▸ EXERCISE
Below are the records; restate all of them exactly.

BEGIN PROVIDED RECORDS

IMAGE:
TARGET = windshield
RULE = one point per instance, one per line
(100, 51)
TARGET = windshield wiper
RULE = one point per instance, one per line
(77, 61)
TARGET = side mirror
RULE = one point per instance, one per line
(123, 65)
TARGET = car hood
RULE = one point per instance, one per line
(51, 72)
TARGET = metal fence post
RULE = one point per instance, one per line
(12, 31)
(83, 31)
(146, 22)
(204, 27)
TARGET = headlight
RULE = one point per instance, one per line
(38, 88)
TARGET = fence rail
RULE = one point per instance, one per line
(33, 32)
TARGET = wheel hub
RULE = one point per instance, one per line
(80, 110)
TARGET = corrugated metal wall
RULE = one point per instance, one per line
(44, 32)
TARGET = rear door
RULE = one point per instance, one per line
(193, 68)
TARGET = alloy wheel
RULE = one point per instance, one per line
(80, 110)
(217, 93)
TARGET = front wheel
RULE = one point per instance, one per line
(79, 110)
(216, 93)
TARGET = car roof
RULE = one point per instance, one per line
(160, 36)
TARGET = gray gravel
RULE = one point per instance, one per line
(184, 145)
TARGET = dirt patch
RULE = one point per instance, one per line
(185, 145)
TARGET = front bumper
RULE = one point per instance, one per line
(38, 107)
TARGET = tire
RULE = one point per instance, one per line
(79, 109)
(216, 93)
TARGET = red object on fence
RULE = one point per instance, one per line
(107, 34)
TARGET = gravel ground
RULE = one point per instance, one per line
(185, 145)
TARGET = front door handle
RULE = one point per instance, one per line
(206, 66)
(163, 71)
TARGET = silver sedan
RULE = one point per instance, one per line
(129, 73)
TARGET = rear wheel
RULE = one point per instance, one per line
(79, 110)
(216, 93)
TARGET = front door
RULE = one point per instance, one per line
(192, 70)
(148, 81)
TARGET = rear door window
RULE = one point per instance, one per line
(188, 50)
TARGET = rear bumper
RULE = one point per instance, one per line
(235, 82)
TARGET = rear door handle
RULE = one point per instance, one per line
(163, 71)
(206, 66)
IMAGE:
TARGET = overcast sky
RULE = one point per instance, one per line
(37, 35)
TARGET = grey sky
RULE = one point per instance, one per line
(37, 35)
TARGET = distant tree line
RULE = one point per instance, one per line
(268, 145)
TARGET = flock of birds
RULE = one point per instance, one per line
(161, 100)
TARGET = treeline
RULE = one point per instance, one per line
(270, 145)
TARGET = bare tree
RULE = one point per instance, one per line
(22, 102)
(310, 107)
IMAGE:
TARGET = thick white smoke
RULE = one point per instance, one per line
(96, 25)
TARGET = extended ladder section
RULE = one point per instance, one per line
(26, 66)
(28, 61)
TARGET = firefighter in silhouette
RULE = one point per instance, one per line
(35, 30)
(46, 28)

END PROVIDED RECORDS

▸ ANSWER SPACE
IMAGE:
TARGET = windshield
RULE = one point per instance, one per line
(100, 51)
TARGET = windshield wiper
RULE = one point per instance, one per line
(77, 61)
TARGET = side mirror
RULE = one point per instance, one per line
(123, 65)
TARGET = car hood
RULE = one point per instance, one per line
(51, 72)
TARGET = metal fence post
RULE = one point per instance, one per line
(12, 31)
(83, 31)
(146, 22)
(204, 27)
TARGET = headlight
RULE = one point per instance, one per line
(38, 88)
TARGET = fence rail
RULE = one point per instance, one per line
(33, 32)
TARGET = wheel hub
RULE = one point per instance, one per line
(80, 110)
TARGET = corrugated metal wall
RULE = one point per instance, one per line
(44, 32)
TARGET = rear door
RULE = one point per instance, one per line
(193, 68)
TARGET = alloy wheel
RULE = one point per instance, one per line
(80, 110)
(217, 93)
TARGET = front wheel
RULE = one point per instance, one per line
(79, 110)
(216, 93)
TARGET = car roof
RULE = one point per instance, one per line
(160, 36)
TARGET = gray gravel
RULE = one point per instance, one per line
(184, 145)
TARGET = dirt patch
RULE = one point per instance, one per line
(185, 145)
TARGET = front bumper
RULE = one point per instance, one per line
(38, 107)
TARGET = tire
RULE = one point per instance, one per line
(79, 109)
(216, 93)
TARGET = red object on fence
RULE = one point per instance, one per line
(107, 34)
TARGET = gravel ground
RULE = one point per instance, one per line
(185, 145)
TARGET = front door handle
RULE = one point per instance, one per line
(206, 66)
(163, 71)
TARGET = silver sedan
RULE = one point per instance, one per line
(129, 73)
TARGET = rear wheel
RULE = one point per instance, one per line
(79, 110)
(216, 93)
TARGET = front door
RULE = one point per instance, one per line
(192, 70)
(148, 81)
TARGET = rear door window
RULE = one point per instance, one per line
(188, 50)
TARGET = rear bumper
RULE = one point per instance, one per line
(235, 82)
TARGET = rear door handle
RULE = one point per instance, one per line
(163, 71)
(206, 66)
IMAGE:
TARGET = overcast sky
RULE = one point per instance, one per line
(37, 35)
TARGET = grey sky
RULE = one point per instance, one per line
(37, 35)
TARGET = distant tree line
RULE = one point per instance, one per line
(268, 145)
TARGET = flock of birds
RULE = one point per instance, one per line
(161, 100)
TARGET = treeline
RULE = one point per instance, one per line
(270, 145)
TARGET = bare tree
RULE = one point per instance, one per line
(22, 102)
(310, 107)
IMAGE:
TARGET = thick white smoke
RULE = one point per instance, one per line
(96, 25)
TARGET = extended ladder section
RULE = one point per instance, one per line
(26, 66)
(28, 61)
TARGET = firefighter in silhouette
RULE = one point per instance, one per line
(35, 30)
(46, 28)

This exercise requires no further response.